Challenge A => Could you print the records word for word, covering the stretch from the line containing "dog's muzzle, placing" through the end of the records?

UNITED STATES
SECURITIES AND EXCHANGE COMMISSION

WASHINGTON, D.C. 20549

 


 

FORM 8-K

 

CURRENT REPORT
Pursuant to Section 13 or 15(d) of the Securities Exchange Act of 1934

 

Date of Report (Date of earliest event reported):  July 25, 2012

 

ASPEN TECHNOLOGY, INC.

(Exact Name of Registrant as Specified in Charter)

 

Delaware

 

0-24786

 

04-2739697

(State or Other Jurisdiction
of Incorporation

 

(Commission
File Number)

 

(IRS Employer
Identification No.)

 

200 Wheeler Road, Burlington MA

 

01803

(Address of Principal Executive Offices)

 

(Zip Code)

 

Registrant’s telephone number, including area code:  (781) 221-6400

 

Check the appropriate box below if the Form 8-K filing is intended to simultaneously satisfy the filing obligation of the registrant under any of the following provisions (see General Instruction A.2. below):

 

o            Written communications pursuant to Rule 425 under the Securities Act (17 CFR 230.425)

 

o            Soliciting material pursuant to Rule 14a-12 under the Exchange Act (17 CFR 240.14a-12)

 

o            Pre-commencement communications pursuant to Rule 14d-2(b) under the Exchange Act (17 CFR 240.14d-2(b))

 

o            Pre-commencement communications pursuant to Rule 13e-4(c) under the Exchange Act (17 CFR 240.13e-4(c))

 

 

 



 

Item 5.02.

Departure of Directors or Certain Officers; Election of Directors; Appointment of Certain Officers; Compensatory Arrangements of Certain Officers.

 

On July 25, 2012,  the board of directors and the compensation committee approved an Executive Annual Incentive Bonus Plan (Fiscal Year 2013) for Mark Fusco, our President and Chief Executive Officer, and for certain other members of our senior management, including each of our other executive officers: Mark P. Sullivan, our Executive Vice President and Chief Financial Officer; Antonio J. Pietri, our Executive Vice President, Field Operations; Manolis E. Kotzabasakis, our Executive Vice President, Products; and Frederic G. Hammond, our Senior Vice President and General Counsel.  Each such plan was identical, except for the amount of the executive’s target award.

Challenge B => Which executives does the filing name, and what title does each hold?

Dataset rows showing where objects appear:
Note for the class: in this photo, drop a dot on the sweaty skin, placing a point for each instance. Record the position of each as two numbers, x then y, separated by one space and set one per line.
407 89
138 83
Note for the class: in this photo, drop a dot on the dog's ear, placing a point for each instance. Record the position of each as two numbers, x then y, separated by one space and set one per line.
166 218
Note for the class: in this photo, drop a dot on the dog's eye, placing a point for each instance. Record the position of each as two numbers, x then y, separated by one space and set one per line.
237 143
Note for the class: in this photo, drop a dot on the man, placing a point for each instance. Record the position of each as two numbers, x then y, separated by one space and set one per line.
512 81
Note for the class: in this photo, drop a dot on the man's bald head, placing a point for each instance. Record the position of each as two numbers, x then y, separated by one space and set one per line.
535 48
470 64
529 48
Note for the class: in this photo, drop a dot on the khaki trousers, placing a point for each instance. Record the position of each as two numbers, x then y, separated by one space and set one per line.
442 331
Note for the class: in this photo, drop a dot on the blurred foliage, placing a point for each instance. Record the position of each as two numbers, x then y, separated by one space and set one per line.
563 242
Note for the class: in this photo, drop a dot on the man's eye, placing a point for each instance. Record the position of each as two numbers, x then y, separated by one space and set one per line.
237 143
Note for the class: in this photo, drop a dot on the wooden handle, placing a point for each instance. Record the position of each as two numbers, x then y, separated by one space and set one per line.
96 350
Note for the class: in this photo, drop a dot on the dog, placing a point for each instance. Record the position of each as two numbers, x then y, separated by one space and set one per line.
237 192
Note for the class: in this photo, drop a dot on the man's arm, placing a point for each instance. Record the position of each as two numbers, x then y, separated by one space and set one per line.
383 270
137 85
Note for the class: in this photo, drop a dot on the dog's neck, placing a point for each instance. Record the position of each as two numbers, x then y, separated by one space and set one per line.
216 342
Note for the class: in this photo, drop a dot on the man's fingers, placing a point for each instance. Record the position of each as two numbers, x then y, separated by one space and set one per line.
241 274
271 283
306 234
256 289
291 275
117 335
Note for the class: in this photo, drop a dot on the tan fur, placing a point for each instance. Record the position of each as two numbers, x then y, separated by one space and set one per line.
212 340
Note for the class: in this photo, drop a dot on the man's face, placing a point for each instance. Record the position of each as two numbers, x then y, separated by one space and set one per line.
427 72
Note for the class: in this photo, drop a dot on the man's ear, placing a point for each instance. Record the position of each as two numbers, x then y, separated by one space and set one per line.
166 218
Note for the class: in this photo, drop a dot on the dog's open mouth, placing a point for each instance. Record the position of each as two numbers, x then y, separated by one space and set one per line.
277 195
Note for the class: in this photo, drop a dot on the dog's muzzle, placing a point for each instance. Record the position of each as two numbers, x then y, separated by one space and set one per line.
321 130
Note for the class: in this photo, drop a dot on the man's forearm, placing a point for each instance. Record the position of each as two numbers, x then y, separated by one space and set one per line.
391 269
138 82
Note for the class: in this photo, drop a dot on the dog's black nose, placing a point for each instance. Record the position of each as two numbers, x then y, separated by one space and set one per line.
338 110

Right answer A =>
Note for the class: in this photo, drop a dot on the dog's muzzle, placing a point for each instance. Record the position of each as two numbers, x then y, separated by one space and set one per line.
321 130
Note for the class: in this photo, drop a dot on the man's forearm, placing a point for each instance. Record the position of each as two numbers, x then y, separated by one space and set one per line.
391 269
138 82
Note for the class: in this photo, drop a dot on the dog's black nose, placing a point for each instance. Record the position of each as two numbers, x then y, separated by one space and set one per line.
338 110

Right answer B =>
- Mark Fusco: President and Chief Executive Officer
- Mark P. Sullivan: Executive Vice President and Chief Financial Officer
- Antonio J. Pietri: Executive Vice President, Field Operations
- Manolis E. Kotzabasakis: Executive Vice President, Products
- Frederic G. Hammond: Senior Vice President and General Counsel